-- START TASK INPUTS --

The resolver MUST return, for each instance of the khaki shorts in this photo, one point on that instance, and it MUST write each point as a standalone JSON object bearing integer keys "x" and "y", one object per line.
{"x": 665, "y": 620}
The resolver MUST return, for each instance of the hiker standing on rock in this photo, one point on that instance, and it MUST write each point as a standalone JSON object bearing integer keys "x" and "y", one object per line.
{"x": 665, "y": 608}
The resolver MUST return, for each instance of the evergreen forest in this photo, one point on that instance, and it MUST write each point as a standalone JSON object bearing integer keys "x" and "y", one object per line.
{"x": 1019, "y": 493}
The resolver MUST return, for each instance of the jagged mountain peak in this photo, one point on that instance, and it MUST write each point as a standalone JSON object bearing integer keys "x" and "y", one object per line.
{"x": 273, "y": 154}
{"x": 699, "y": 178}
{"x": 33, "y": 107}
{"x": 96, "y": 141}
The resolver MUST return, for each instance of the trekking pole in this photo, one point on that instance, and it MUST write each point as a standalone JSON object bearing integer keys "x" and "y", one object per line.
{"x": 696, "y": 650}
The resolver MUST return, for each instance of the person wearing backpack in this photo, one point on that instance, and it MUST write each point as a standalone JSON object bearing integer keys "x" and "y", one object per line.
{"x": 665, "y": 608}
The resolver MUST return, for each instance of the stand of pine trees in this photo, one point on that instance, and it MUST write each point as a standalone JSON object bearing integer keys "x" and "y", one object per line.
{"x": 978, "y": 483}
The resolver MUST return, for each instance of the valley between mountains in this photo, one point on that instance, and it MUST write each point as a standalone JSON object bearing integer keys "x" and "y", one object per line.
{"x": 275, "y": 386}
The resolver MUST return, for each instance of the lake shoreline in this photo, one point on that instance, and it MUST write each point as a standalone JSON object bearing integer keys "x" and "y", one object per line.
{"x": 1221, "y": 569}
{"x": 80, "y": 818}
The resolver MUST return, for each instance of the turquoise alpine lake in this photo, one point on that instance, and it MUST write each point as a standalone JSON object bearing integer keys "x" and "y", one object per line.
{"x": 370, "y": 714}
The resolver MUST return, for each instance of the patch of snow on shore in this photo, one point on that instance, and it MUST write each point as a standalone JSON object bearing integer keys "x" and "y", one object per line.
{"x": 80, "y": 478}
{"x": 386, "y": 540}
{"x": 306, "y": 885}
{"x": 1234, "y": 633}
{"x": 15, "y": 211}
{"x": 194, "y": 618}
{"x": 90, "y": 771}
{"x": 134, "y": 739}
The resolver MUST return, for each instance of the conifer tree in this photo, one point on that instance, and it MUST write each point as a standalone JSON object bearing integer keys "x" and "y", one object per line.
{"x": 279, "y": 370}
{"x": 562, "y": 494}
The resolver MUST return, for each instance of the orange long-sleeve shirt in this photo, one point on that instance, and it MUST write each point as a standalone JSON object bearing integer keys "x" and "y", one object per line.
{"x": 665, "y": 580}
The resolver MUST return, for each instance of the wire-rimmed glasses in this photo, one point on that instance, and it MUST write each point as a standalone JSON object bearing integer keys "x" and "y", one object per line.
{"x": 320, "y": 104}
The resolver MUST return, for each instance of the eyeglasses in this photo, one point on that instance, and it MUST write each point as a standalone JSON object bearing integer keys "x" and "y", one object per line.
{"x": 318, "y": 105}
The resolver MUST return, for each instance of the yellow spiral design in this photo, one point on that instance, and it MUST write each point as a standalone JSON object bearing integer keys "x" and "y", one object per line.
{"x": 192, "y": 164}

-- END TASK INPUTS --

> [SHORT EXERCISE]
Your task is to transcribe the line containing "The resolver MUST return, for each instance of the patch" and every line after it, through the last line of the data, exactly as written and with nothing more.

> [THE ANSWER]
The resolver MUST return, for each instance of the patch of snow on shore in this photo, one point on that instance, and it MUST write each point as a standalone JSON object bearing integer keys "x" and "y", one object per line.
{"x": 80, "y": 478}
{"x": 386, "y": 540}
{"x": 306, "y": 885}
{"x": 1234, "y": 633}
{"x": 15, "y": 211}
{"x": 194, "y": 618}
{"x": 90, "y": 771}
{"x": 134, "y": 739}
The resolver MUST return, for each instance of the conifer tree in this photo, one point on that instance, and it MUST write each point as a standalone JSON object bearing integer keys "x" and "y", one object per line.
{"x": 279, "y": 370}
{"x": 562, "y": 494}
The resolver MUST return, for each instance of the orange long-sleeve shirt in this photo, one point on that instance, and it MUST write each point as a standalone JSON object bearing integer keys "x" and "y", one object per line.
{"x": 665, "y": 580}
The resolver MUST return, for each instance of the wire-rimmed glasses in this photo, one point on that instance, and it MUST write each point as a standalone JSON object bearing integer keys "x" and "y", one object per line.
{"x": 320, "y": 104}
The resolver MUST return, for each instance of the eyeglasses in this photo, one point on that instance, and it MUST write each point as a standalone JSON object bearing integer keys "x" and "y", one object per line.
{"x": 318, "y": 105}
The resolver MUST return, for each instance of the yellow spiral design in this photo, one point on that instance, and it MUST write each point as a standalone JSON object bearing integer keys "x" and "y", one object per line.
{"x": 192, "y": 164}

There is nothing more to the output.